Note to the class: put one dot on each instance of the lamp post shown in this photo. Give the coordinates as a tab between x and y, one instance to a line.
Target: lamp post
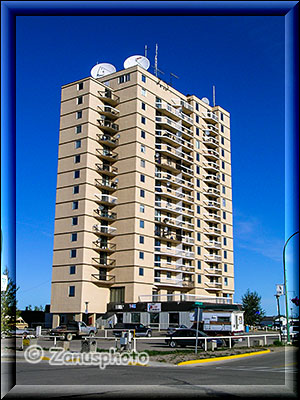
285	287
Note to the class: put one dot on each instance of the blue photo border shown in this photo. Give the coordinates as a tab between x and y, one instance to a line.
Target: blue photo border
11	9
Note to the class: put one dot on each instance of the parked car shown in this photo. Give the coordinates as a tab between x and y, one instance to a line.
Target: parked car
175	340
139	329
73	329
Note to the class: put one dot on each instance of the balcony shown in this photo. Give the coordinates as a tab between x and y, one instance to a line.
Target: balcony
104	262
106	199
108	126
211	154
211	217
212	258
107	96
210	117
167	109
108	111
185	106
104	229
106	184
100	245
212	244
107	169
102	279
211	166
104	214
107	155
108	140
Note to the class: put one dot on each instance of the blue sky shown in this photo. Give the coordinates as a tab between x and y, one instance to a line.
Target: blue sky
242	56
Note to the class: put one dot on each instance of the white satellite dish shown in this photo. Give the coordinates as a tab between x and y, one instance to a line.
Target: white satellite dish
102	69
137	60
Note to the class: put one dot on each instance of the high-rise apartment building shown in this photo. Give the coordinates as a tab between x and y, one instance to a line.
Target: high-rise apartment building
144	199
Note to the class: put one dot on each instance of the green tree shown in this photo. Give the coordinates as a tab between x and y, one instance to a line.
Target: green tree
251	305
9	311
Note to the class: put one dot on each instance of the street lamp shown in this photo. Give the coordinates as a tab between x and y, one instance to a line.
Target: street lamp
285	287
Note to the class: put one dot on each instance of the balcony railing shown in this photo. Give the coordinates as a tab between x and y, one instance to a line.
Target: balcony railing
106	198
104	229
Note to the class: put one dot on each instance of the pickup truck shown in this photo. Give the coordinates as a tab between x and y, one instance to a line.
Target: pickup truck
73	329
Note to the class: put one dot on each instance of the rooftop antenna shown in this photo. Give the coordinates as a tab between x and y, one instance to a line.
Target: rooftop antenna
214	95
175	76
155	63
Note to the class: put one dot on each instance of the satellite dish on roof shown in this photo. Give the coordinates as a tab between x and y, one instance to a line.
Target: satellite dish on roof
137	60
102	69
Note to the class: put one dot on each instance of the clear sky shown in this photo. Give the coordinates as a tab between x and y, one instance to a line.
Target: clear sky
242	56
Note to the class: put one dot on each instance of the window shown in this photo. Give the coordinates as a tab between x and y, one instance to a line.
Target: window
71	291
73	253
73	237
124	78
72	269
75	221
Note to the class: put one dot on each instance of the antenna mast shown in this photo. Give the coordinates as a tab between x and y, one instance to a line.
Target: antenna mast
155	62
214	95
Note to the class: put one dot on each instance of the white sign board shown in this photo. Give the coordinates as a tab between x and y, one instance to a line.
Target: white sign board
154	307
3	283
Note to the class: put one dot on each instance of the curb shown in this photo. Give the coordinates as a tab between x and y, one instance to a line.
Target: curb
254	353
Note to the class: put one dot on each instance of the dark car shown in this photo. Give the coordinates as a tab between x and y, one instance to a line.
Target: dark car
140	329
175	340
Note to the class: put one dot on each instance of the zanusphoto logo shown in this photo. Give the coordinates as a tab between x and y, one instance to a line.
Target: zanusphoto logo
35	354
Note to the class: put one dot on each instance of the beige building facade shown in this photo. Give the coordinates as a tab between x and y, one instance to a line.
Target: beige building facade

____________

* _BRIEF_: A single number is expected: how many lines in the entries above hold the word "facade".

* _ANSWER SECTION_: 2